What you will do: Write out each line word for word. Drop pictures.

Location labeling records
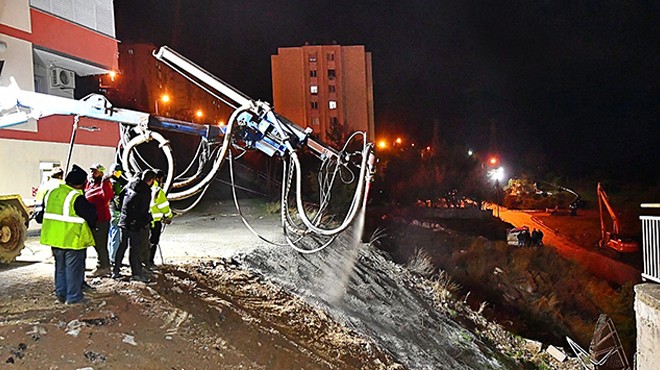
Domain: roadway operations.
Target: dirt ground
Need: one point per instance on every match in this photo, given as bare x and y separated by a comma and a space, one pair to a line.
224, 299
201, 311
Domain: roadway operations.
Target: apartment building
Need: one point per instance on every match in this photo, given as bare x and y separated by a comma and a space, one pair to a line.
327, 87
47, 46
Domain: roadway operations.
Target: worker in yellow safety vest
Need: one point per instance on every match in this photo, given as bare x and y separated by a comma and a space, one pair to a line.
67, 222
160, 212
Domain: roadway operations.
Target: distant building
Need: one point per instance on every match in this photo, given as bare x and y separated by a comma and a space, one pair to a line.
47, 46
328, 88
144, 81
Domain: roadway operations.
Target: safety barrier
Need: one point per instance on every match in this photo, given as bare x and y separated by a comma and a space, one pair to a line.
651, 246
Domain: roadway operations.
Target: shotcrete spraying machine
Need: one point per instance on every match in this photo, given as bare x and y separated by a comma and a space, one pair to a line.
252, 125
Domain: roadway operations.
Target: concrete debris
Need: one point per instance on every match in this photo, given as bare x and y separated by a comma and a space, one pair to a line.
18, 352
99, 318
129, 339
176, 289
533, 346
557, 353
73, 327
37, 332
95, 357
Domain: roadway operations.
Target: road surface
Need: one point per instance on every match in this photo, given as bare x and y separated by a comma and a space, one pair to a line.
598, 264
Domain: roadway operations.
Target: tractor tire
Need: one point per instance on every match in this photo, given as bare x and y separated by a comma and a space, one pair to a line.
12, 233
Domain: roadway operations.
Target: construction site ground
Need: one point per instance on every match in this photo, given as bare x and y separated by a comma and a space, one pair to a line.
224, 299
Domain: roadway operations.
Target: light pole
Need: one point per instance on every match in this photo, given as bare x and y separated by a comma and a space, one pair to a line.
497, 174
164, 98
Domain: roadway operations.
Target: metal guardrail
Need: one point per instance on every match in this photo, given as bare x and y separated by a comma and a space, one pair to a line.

Solution to this exercise:
Domain: roadway operations.
Target: dirt ground
Need: one point per instance on every match in this photo, given as bare x and y separated by a comma and a space, one pair to a line.
224, 299
201, 311
Domain: roadway operations.
Target: apartment building
Need: one point per instance on every match in this photo, given as bare x and y separated by a comma and a space, one pair to a line.
327, 87
47, 46
Domain: roadway operations.
Target: worker in yellow safety vest
Need: one point per instance on every match in this photo, given as bare x and y separated by a comma and a space, one pair to a line.
67, 222
160, 212
Domain: roadway operations.
Target: distant building
Need: one point per instance on every match in this photo, given as bare x and y separated by a comma and a space, one pair to a line.
47, 46
328, 88
144, 81
Domain: roadway operations.
Target: safety barrier
Need: one point per instance on every match in this photo, given as bare x and y separated by a comma and a space, one pair to a line.
651, 246
Domain: roadway operations.
Target: shotcrete spraying machine
Need: one point per instance on every match in this photo, given as bare x and y separated by a comma and a space, one pair to a line.
252, 125
Domain: roadway operations.
Target: concrete debris
Need: one point per instance on every match in this photo, given as bare x and y separated by a comma and a space, one pair to a line.
18, 352
99, 318
129, 339
176, 289
533, 346
557, 353
73, 327
37, 332
95, 357
Domain: roadway operations.
Target: road surface
Need: one point per instance on every match in this photo, given as bare x and y separated by a comma and a space, one pair to a line.
598, 264
Domain: roadway operations.
Target: tractor tire
Need: one point per instance on every match in this photo, given as bare x and y separated by a comma and a space, one pair to a line.
12, 233
Domain: roadway operations.
Target: construction site ground
Need: one point per instance on every match in this photo, given as bare x and y separated by a comma and a space, one pair to a line.
224, 299
Domain: roadway operations.
Target: light pole
Need: one point per instance on every match in this photo, given as bare x and y separated by a comma and a space, one pair to a line.
497, 174
164, 98
Domain: roadway operations.
Target: metal guardrail
Need: one point per instance on every match in this photo, given as bare x and y separated by a comma and a space, one pair to a line.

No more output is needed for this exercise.